#### Challenge
Find each line in the records below that contains the word "jacket", with case counting, and copy those lines out.

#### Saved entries
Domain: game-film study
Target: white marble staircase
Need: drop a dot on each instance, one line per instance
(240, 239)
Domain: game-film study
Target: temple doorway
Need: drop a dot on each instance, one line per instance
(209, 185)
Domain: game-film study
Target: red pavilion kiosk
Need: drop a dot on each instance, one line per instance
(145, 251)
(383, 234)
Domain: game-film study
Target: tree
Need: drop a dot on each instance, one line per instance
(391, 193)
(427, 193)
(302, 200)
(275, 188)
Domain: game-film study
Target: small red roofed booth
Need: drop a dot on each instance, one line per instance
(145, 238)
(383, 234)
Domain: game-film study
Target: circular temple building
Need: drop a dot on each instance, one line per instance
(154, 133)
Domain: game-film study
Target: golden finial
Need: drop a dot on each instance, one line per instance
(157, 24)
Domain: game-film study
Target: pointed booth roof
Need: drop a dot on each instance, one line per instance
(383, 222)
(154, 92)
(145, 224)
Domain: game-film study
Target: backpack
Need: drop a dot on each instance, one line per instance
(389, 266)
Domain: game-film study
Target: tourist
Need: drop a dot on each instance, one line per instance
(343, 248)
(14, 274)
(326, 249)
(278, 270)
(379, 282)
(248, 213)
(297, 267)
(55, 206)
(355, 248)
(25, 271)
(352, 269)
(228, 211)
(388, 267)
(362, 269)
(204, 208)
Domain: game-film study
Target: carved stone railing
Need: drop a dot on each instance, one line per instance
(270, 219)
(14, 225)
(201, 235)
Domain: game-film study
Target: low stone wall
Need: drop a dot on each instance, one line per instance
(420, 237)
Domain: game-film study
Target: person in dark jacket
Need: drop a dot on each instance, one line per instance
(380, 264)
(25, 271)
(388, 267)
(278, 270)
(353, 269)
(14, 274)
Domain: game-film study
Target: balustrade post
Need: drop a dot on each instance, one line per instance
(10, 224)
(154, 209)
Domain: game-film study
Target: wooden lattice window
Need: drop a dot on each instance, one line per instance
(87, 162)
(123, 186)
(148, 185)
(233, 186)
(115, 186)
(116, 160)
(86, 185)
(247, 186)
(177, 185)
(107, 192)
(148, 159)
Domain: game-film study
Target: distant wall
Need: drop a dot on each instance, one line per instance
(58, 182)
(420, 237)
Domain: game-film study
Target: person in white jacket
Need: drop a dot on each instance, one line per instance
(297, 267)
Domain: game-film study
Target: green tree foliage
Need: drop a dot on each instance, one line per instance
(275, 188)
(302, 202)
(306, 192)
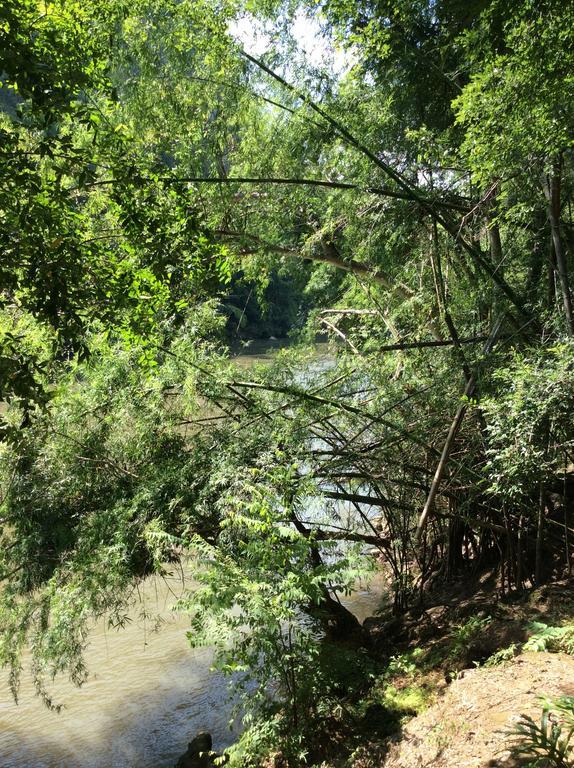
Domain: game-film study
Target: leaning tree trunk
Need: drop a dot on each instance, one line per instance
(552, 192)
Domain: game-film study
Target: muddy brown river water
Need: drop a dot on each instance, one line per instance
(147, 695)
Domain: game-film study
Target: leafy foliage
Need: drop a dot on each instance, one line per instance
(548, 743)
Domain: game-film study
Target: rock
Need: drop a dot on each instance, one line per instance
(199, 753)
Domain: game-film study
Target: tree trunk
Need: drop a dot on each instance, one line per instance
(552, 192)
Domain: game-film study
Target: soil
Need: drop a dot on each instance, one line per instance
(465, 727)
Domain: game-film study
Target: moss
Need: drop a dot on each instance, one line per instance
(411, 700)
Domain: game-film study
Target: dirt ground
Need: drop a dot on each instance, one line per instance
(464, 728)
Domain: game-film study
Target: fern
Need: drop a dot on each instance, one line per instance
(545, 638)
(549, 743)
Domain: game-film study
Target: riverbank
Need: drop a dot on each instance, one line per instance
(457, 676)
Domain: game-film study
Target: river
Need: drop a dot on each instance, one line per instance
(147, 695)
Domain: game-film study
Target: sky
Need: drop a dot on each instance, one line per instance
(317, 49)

---

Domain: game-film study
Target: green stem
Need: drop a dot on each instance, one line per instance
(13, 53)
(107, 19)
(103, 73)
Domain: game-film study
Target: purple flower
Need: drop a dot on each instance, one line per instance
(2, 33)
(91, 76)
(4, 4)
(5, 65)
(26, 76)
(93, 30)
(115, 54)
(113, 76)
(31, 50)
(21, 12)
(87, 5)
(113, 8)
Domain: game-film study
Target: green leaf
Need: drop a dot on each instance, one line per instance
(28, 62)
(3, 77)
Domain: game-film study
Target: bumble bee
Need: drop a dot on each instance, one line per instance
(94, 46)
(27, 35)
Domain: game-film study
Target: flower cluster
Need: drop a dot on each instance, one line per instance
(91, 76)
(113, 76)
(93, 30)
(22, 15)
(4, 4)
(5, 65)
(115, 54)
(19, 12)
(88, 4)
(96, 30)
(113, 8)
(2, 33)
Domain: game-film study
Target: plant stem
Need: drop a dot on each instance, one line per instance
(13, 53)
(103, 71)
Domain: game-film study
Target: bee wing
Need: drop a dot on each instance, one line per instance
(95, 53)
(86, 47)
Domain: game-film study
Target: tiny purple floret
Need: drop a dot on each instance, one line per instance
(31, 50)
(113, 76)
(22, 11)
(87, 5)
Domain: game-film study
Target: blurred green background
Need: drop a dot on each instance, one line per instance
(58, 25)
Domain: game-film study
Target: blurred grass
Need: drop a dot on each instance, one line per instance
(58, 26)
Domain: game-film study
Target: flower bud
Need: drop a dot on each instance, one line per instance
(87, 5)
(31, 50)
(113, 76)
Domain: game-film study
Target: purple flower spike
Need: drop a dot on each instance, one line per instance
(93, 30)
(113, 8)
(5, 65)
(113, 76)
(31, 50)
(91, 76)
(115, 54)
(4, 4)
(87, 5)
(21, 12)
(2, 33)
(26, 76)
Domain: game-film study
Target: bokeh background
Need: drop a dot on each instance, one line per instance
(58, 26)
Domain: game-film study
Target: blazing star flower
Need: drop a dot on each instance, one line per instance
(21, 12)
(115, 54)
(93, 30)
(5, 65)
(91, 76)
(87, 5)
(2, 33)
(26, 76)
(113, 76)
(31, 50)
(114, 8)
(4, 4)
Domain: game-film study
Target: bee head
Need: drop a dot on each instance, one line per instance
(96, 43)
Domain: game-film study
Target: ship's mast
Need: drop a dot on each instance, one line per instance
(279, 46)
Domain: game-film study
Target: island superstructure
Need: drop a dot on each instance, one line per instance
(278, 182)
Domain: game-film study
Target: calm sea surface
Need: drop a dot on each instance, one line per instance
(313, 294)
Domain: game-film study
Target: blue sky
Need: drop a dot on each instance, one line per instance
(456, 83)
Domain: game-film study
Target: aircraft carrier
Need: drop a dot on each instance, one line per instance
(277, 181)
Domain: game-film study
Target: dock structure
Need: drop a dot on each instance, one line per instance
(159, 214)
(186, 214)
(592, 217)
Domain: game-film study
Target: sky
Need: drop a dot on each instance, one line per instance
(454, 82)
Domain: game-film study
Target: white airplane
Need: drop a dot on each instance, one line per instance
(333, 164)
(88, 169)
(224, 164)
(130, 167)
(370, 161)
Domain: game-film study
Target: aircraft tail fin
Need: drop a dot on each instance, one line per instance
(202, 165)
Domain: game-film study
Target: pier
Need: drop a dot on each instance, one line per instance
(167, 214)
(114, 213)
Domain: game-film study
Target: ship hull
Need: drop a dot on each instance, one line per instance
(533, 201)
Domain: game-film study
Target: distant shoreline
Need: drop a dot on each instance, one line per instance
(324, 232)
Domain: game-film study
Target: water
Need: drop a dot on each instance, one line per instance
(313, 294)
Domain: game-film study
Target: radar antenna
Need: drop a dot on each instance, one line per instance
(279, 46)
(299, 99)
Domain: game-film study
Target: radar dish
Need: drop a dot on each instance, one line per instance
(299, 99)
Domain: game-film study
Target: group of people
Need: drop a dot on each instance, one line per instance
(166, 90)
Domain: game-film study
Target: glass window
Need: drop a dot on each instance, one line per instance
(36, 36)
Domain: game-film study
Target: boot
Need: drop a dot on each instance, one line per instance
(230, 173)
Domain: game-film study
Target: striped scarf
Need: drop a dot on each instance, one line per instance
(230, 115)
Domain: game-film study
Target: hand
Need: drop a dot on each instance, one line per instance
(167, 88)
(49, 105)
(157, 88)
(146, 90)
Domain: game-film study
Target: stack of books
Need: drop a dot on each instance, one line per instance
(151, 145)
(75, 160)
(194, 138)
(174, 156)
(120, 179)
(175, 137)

#### Response to this task
Target: person in dark jacket
Target: person in white jacket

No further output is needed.